READING PASSAGE:
[start]
Codespace is essentially a docker image running on a VM in the cloud wired up to your VS code local installation in a way that makes your experience feel like you aren’t using a remote machine. Amazingly, code, gh pr view --web, etc all work (i.e. opens a local browser) and integrate with macOS. They’ve done a decent job integrating codespaces into the native experience so you forgot If you are curious, this is done by a magic environment variable: BROWSER=/vscode/bin/linux-x64/e7f30e38c5a4efafeec8ad52861eb772a9ee4dfb/bin/helpers/browser.sh Add Development Container Configuration is the command you need to run to autogen the default .devcontainer/ config for your codespace. Your dotfiles are magically cloned to /workspaces/.codespaces/.persistedshare/dotfiles File system changes are not instantly updated in the file explorer. There is a slight delay, which is frustrating. It looks like there is a reference that has emerged after the initial beta. Lots of examples/open source code still references some of the old stuff, so you’ll have to be careful not to cargo-cult everything if you want to build things in the latest style that will be resilient to changes. /workspaces/.codespaces/shared/.env has a bunch of tokens and context about the environment. You can have multiple windows/editors against multiple folders. You can do this by cloning additional folders to /workspaces and then run code . when cd‘d in that folder. Terminal state is not restored when a codespace is paused Codespace logs are persisted to /workspaces/.codespaces/.persistedshare/EnvironmentLogbackup.txt. You can also access them via the cli gh codespace logs Some of the utilities used to communicate with your local installation of vscode are located in ~/.vscode-remote/bin/[unique sha]/bin/. It’s interesting to poke around and understand how client communication works. /workspaces/.codespaces/shared/.env-secrets contains github credentials, and other important secrets. CODESPACE_VSCODE_FOLDER is not setup in /etc/profile.d. This is injected into the environment via VS Code extension JavaScript. Therefore, this variable is not available during postCreateCommand execution. If you’ve used the remote SSH development, much of the magic that makes that work is used in a codespace. There’s a hidden .vscode folder installed on the remote machine and some binaries which run there to make VS Code work properly. Load order

I couldn’t find clear documentation on the load order: when does your code get copied to the container, when do all of the VS code tools startup on the machine, etc. https://containers.dev/implementors/spec/ for the general devcontainer specification, but it’s not too helpful.
[end]
SUPPLIED DATA:
[start]
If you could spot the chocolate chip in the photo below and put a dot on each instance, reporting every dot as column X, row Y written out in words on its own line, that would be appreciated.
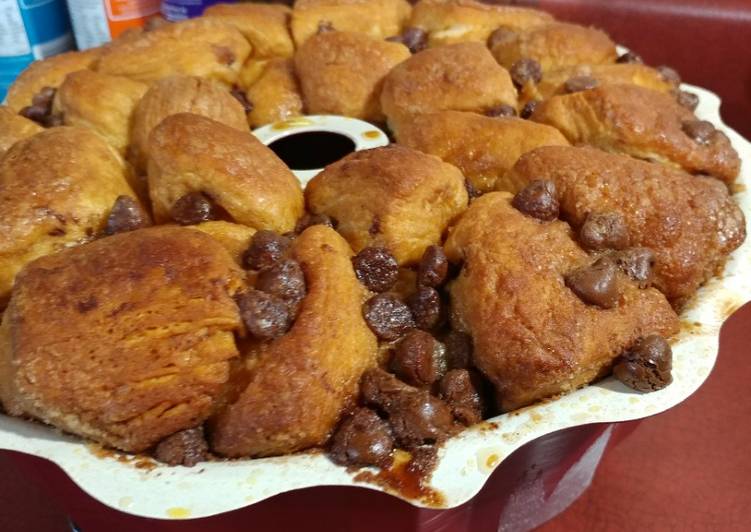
[end]
TASK SET:
(A) Do the following statements agree with the Codespaces notes? For each one, answer yes or no and quote the words of the notes that decide it.
(i) Terminal state is restored when a codespace is paused.
(ii) Codespace logs can also be reached with the command gh codespace logs.
(iii) CODESPACE_VSCODE_FOLDER is available while postCreateCommand runs.
(B) Carry on the Codespaces notes, starting right after their final sentence, which ends with "but it’s not too helpful."

ANSWERS FOR THE TASKS:
(A)
(i) No: "Terminal state is not restored when a codespace is paused"
(ii) Yes: "You can also access them via the cli gh codespace logs"
(iii) No: "Therefore, this variable is not available during postCreateCommand execution."

(B)
Dockerfile. Your application code does not exist, features are not installed. Features (like brew). Each feature is effectively a bundle of shell scripts that are executed serially. Application code does not exist at this point. Post Install. Dockerfile is built, features are installed, application code exists, dotfiles are not installed. Dotfiles. At this step (and all previous steps), code (vs code cli) does not exist and has not yet been installed. Sometime after this the code binary is installed and some of the daemon-like processes that run on the remote machine are started up. From what I can tell, there’s not a single-run lifecycle hook that you can use at this stage. ASDF: Version Manager for Everything

I really like asdf conceptually: one version manager to rule them all. Consistent versions and installation methods across machines and languages. Simple and beautiful. I’ve been using it for years on Elixir, Ruby, JavaScript, and Python projects and have had a great experience.

The devcontainer image examples had a completely different runtime for each major language. What if you use multiple languages? What if your environment is more custom?

I thought it would make sense to try to use asdf across all projects, as opposed to language-specific builds.

Some notes:

If you install asdf via homebrew it will throw asdf installation files in /home/linuxbrew/.linuxbrew/Cellar/asdf/0.10.2/libexec/asdf.sh. Many tools, including ElixirLS assume that the full installation exists in ~/.asdf . This caused issues on the codespace, it seems as though the shell script to start ElixirLS was not using the default shell and did not seem to be sourcing standard environment variables. I’m guessing depending on how the extension is built it does not properly run in I ran into weird issues with pyright: poetry run pyright . returned zero errors, while running pyright. inside of poetry shell triggered a lot of errors relating to missing imports (related issue). Erlang uses devcontainers and asdf, which is a good place to look for examples.

Here’s the image I ended up building and it’s been working great across a couple of projects.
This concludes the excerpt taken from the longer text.